Exercise goal: Rewrite all of the data with "window pane" changed to "glass panel" and every other part left unaltered, omitting the pictures from your answer.

──────── Excerpted records

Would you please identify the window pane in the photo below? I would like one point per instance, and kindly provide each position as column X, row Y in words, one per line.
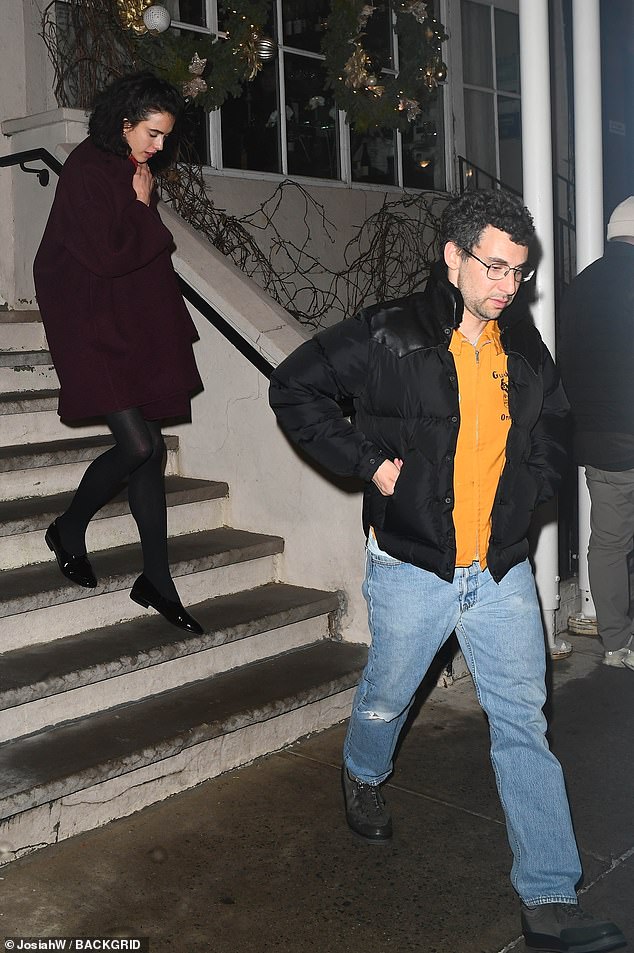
column 373, row 156
column 225, row 7
column 311, row 120
column 424, row 150
column 480, row 131
column 195, row 143
column 477, row 53
column 378, row 38
column 507, row 51
column 250, row 125
column 510, row 135
column 187, row 11
column 304, row 22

────────────────

Result below:
Would you please identify the glass panel in the photo below? I would like one point per instance, and kindly provide each position as column X, row Y in words, one per line.
column 373, row 156
column 225, row 7
column 311, row 120
column 424, row 150
column 480, row 131
column 195, row 143
column 477, row 53
column 378, row 38
column 507, row 51
column 250, row 125
column 510, row 135
column 187, row 11
column 304, row 22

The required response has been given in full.